> **PROBLEM TO WORK ON**: Convert all the items below into a Markdown table with the columns Index and Content. Give each non-blank line its own row, numbered in order, and omit blank lines.

> **RECORDED INFORMATION**:
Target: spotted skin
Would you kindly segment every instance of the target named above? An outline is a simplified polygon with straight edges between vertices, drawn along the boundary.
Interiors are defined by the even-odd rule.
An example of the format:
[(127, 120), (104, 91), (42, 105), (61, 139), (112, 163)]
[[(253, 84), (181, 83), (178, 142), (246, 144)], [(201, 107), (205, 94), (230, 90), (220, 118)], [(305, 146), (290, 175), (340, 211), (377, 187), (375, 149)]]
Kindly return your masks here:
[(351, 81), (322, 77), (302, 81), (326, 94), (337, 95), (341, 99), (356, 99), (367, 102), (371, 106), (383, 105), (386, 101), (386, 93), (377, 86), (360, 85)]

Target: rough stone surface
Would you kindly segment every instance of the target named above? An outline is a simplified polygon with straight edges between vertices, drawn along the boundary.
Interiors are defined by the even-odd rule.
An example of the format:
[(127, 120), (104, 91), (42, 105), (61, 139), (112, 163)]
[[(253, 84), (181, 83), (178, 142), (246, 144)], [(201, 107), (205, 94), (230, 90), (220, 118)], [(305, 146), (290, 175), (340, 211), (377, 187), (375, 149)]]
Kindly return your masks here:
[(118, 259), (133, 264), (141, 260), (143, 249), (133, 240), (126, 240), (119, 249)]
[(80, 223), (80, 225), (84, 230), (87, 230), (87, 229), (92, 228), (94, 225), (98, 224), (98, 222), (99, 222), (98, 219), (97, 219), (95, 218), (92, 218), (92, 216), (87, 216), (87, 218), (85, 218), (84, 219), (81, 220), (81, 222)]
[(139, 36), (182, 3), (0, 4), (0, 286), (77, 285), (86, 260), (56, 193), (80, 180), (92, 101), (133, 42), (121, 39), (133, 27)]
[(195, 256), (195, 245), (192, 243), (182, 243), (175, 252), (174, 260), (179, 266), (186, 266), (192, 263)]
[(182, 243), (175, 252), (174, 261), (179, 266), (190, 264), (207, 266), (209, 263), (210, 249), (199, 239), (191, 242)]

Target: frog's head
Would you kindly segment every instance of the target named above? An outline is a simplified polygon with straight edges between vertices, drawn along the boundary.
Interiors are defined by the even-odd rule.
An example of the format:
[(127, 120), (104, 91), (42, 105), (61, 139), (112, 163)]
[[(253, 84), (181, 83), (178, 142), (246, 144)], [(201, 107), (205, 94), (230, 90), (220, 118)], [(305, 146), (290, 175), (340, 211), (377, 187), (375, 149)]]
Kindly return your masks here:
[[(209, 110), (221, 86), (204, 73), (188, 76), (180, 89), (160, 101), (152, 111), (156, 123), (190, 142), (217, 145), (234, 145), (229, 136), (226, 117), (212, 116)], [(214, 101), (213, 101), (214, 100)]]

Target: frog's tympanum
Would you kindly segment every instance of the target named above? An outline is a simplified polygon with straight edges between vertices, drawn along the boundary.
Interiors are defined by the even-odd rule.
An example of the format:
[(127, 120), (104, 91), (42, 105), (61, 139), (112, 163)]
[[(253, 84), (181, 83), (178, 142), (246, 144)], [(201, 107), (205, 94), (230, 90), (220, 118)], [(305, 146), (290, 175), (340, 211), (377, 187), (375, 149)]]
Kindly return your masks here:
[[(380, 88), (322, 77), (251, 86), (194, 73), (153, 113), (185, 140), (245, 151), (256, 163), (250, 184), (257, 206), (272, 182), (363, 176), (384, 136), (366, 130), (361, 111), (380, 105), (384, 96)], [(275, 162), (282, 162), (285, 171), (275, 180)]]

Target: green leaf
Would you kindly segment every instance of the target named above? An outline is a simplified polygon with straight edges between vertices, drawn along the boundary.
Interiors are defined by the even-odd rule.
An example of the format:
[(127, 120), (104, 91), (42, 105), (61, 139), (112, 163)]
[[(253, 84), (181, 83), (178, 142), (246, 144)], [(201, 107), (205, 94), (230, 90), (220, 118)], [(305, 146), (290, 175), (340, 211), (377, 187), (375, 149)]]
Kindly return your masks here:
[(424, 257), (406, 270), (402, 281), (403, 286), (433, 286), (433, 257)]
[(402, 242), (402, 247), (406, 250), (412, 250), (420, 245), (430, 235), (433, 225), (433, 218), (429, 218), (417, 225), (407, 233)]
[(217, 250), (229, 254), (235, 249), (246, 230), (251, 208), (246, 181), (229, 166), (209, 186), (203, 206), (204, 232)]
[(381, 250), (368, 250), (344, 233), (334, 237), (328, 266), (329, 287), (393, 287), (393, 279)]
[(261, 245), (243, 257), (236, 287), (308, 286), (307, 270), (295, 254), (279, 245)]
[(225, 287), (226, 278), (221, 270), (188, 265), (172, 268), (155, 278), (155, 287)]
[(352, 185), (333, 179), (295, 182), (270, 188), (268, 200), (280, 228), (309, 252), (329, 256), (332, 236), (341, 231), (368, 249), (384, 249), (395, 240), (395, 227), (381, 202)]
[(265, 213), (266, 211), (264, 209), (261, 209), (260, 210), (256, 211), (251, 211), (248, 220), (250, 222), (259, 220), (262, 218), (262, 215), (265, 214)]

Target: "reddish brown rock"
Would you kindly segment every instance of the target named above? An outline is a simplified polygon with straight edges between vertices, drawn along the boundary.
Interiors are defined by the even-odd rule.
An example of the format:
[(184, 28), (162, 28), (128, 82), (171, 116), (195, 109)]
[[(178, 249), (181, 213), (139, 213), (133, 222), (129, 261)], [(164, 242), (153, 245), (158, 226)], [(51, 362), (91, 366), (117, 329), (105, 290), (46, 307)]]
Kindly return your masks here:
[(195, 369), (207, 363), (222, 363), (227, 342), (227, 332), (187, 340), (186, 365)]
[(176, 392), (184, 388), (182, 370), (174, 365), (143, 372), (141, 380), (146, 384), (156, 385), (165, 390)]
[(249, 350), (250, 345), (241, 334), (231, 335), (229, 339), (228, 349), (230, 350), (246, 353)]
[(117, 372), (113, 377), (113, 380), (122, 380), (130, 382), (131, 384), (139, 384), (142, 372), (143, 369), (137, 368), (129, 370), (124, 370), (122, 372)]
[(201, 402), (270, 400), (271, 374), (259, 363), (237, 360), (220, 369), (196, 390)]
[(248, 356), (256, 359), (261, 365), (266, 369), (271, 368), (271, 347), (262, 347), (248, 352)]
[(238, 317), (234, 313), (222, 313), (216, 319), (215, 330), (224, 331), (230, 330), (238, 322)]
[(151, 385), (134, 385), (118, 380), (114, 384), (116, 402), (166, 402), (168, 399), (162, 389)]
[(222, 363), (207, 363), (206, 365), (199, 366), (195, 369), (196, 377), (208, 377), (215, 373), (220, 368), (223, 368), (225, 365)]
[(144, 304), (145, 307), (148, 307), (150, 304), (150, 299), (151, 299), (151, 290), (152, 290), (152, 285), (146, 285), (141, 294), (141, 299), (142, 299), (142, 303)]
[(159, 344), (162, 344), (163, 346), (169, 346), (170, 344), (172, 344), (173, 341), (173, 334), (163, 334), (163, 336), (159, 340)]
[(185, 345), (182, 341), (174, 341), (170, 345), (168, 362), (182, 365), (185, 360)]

> **OUTPUT OF THE TASK**:
| Index | Content |
|---|---|
| 1 | Target: spotted skin |
| 2 | Would you kindly segment every instance of the target named above? An outline is a simplified polygon with straight edges between vertices, drawn along the boundary. |
| 3 | Interiors are defined by the even-odd rule. |
| 4 | An example of the format: |
| 5 | [(127, 120), (104, 91), (42, 105), (61, 139), (112, 163)] |
| 6 | [[(253, 84), (181, 83), (178, 142), (246, 144)], [(201, 107), (205, 94), (230, 90), (220, 118)], [(305, 146), (290, 175), (340, 211), (377, 187), (375, 149)]] |
| 7 | Kindly return your masks here: |
| 8 | [(351, 81), (322, 77), (302, 81), (326, 94), (337, 95), (341, 99), (356, 99), (367, 102), (371, 106), (383, 105), (386, 101), (386, 93), (377, 86), (360, 85)] |
| 9 | Target: rough stone surface |
| 10 | Would you kindly segment every instance of the target named above? An outline is a simplified polygon with straight edges between vertices, drawn along the boundary. |
| 11 | Interiors are defined by the even-odd rule. |
| 12 | An example of the format: |
| 13 | [(127, 120), (104, 91), (42, 105), (61, 139), (112, 163)] |
| 14 | [[(253, 84), (181, 83), (178, 142), (246, 144)], [(201, 107), (205, 94), (230, 90), (220, 118)], [(305, 146), (290, 175), (340, 211), (377, 187), (375, 149)]] |
| 15 | Kindly return your masks here: |
| 16 | [(118, 259), (133, 264), (141, 260), (143, 249), (133, 240), (126, 240), (119, 249)] |
| 17 | [(80, 223), (80, 225), (84, 230), (87, 230), (87, 229), (92, 228), (94, 225), (98, 224), (98, 222), (99, 222), (98, 219), (97, 219), (95, 218), (92, 218), (92, 216), (87, 216), (87, 218), (85, 218), (84, 219), (81, 220), (81, 222)] |
| 18 | [(139, 36), (182, 3), (0, 4), (0, 286), (77, 285), (86, 260), (56, 193), (80, 180), (92, 101), (133, 42), (121, 39), (133, 27)] |
| 19 | [(195, 256), (195, 245), (192, 243), (182, 243), (175, 252), (174, 260), (179, 266), (186, 266), (192, 263)] |
| 20 | [(182, 243), (175, 252), (174, 261), (179, 266), (190, 264), (207, 266), (209, 263), (210, 249), (199, 239), (191, 242)] |
| 21 | Target: frog's head |
| 22 | Would you kindly segment every instance of the target named above? An outline is a simplified polygon with straight edges between vertices, drawn along the boundary. |
| 23 | Interiors are defined by the even-odd rule. |
| 24 | An example of the format: |
| 25 | [(127, 120), (104, 91), (42, 105), (61, 139), (112, 163)] |
| 26 | [[(253, 84), (181, 83), (178, 142), (246, 144)], [(201, 107), (205, 94), (230, 90), (220, 118)], [(305, 146), (290, 175), (340, 211), (377, 187), (375, 149)]] |
| 27 | Kindly return your masks here: |
| 28 | [[(209, 110), (221, 86), (204, 73), (188, 76), (180, 89), (160, 101), (152, 111), (156, 123), (190, 142), (217, 145), (234, 145), (229, 136), (226, 117), (212, 116)], [(214, 101), (213, 101), (214, 100)]] |
| 29 | Target: frog's tympanum |
| 30 | Would you kindly segment every instance of the target named above? An outline is a simplified polygon with straight edges between vertices, drawn along the boundary. |
| 31 | Interiors are defined by the even-odd rule. |
| 32 | An example of the format: |
| 33 | [(127, 120), (104, 91), (42, 105), (61, 139), (112, 163)] |
| 34 | [[(253, 84), (181, 83), (178, 142), (246, 144)], [(201, 107), (205, 94), (230, 90), (220, 118)], [(305, 146), (290, 175), (340, 211), (377, 187), (375, 149)]] |
| 35 | Kindly return your masks here: |
| 36 | [[(380, 88), (322, 77), (251, 86), (194, 73), (153, 113), (185, 140), (245, 151), (256, 163), (250, 184), (257, 206), (272, 182), (363, 176), (384, 136), (366, 130), (361, 111), (380, 105), (384, 96)], [(275, 162), (282, 162), (285, 171), (275, 180)]] |
| 37 | Target: green leaf |
| 38 | Would you kindly segment every instance of the target named above? An outline is a simplified polygon with straight edges between vertices, drawn along the boundary. |
| 39 | Interiors are defined by the even-odd rule. |
| 40 | An example of the format: |
| 41 | [(127, 120), (104, 91), (42, 105), (61, 139), (112, 163)] |
| 42 | [[(253, 84), (181, 83), (178, 142), (246, 144)], [(201, 107), (205, 94), (230, 90), (220, 118)], [(305, 146), (290, 175), (340, 211), (377, 187), (375, 149)]] |
| 43 | Kindly return your masks here: |
| 44 | [(424, 257), (406, 270), (402, 281), (403, 286), (433, 286), (433, 257)] |
| 45 | [(402, 242), (402, 247), (406, 250), (412, 250), (420, 245), (430, 235), (433, 225), (433, 218), (429, 218), (417, 225), (407, 233)] |
| 46 | [(217, 250), (229, 254), (235, 249), (246, 230), (251, 208), (246, 181), (229, 166), (209, 186), (203, 206), (204, 232)] |
| 47 | [(381, 250), (368, 250), (344, 233), (334, 237), (328, 266), (329, 287), (393, 287), (393, 279)] |
| 48 | [(261, 245), (243, 257), (236, 287), (308, 286), (307, 270), (295, 254), (279, 245)] |
| 49 | [(225, 287), (226, 278), (221, 270), (188, 265), (172, 268), (155, 278), (155, 287)] |
| 50 | [(352, 185), (333, 179), (295, 182), (270, 188), (268, 200), (280, 228), (309, 252), (329, 256), (332, 236), (341, 231), (368, 249), (384, 249), (395, 240), (395, 227), (381, 202)] |
| 51 | [(265, 213), (266, 211), (264, 209), (261, 209), (260, 210), (256, 211), (251, 211), (248, 220), (250, 222), (259, 220), (262, 218), (262, 215), (265, 214)] |
| 52 | Target: "reddish brown rock" |
| 53 | Would you kindly segment every instance of the target named above? An outline is a simplified polygon with straight edges between vertices, drawn along the boundary. |
| 54 | Interiors are defined by the even-odd rule. |
| 55 | An example of the format: |
| 56 | [(184, 28), (162, 28), (128, 82), (171, 116), (195, 109)] |
| 57 | [[(178, 249), (181, 213), (139, 213), (133, 222), (129, 261)], [(164, 242), (153, 245), (158, 226)], [(51, 362), (91, 366), (117, 329), (105, 290), (46, 307)]] |
| 58 | Kindly return your masks here: |
| 59 | [(195, 369), (207, 363), (222, 363), (227, 342), (227, 332), (187, 340), (186, 365)] |
| 60 | [(176, 392), (184, 388), (182, 370), (174, 365), (143, 372), (141, 380), (146, 384), (156, 385), (165, 390)] |
| 61 | [(249, 350), (250, 345), (241, 334), (231, 335), (229, 339), (228, 349), (230, 350), (246, 353)] |
| 62 | [(117, 372), (113, 377), (113, 380), (122, 380), (130, 382), (131, 384), (139, 384), (142, 372), (143, 369), (137, 368), (129, 370), (124, 370), (122, 372)] |
| 63 | [(201, 402), (270, 400), (271, 374), (259, 363), (237, 360), (220, 369), (196, 390)] |
| 64 | [(248, 356), (256, 359), (261, 365), (266, 369), (271, 368), (271, 347), (262, 347), (248, 352)] |
| 65 | [(238, 317), (234, 313), (222, 313), (216, 319), (215, 330), (224, 331), (230, 330), (238, 322)] |
| 66 | [(151, 385), (134, 385), (118, 380), (114, 384), (116, 402), (166, 402), (168, 399), (162, 389)] |
| 67 | [(222, 363), (207, 363), (206, 365), (199, 366), (195, 369), (196, 377), (208, 377), (215, 373), (220, 368), (223, 368), (225, 365)] |
| 68 | [(144, 304), (145, 307), (148, 307), (150, 304), (150, 299), (151, 299), (151, 290), (152, 290), (152, 285), (146, 285), (141, 294), (141, 299), (142, 299), (142, 303)] |
| 69 | [(159, 344), (162, 344), (163, 346), (169, 346), (170, 344), (172, 344), (173, 341), (173, 334), (163, 334), (163, 336), (159, 340)] |
| 70 | [(185, 345), (182, 341), (174, 341), (170, 345), (168, 362), (182, 365), (185, 360)] |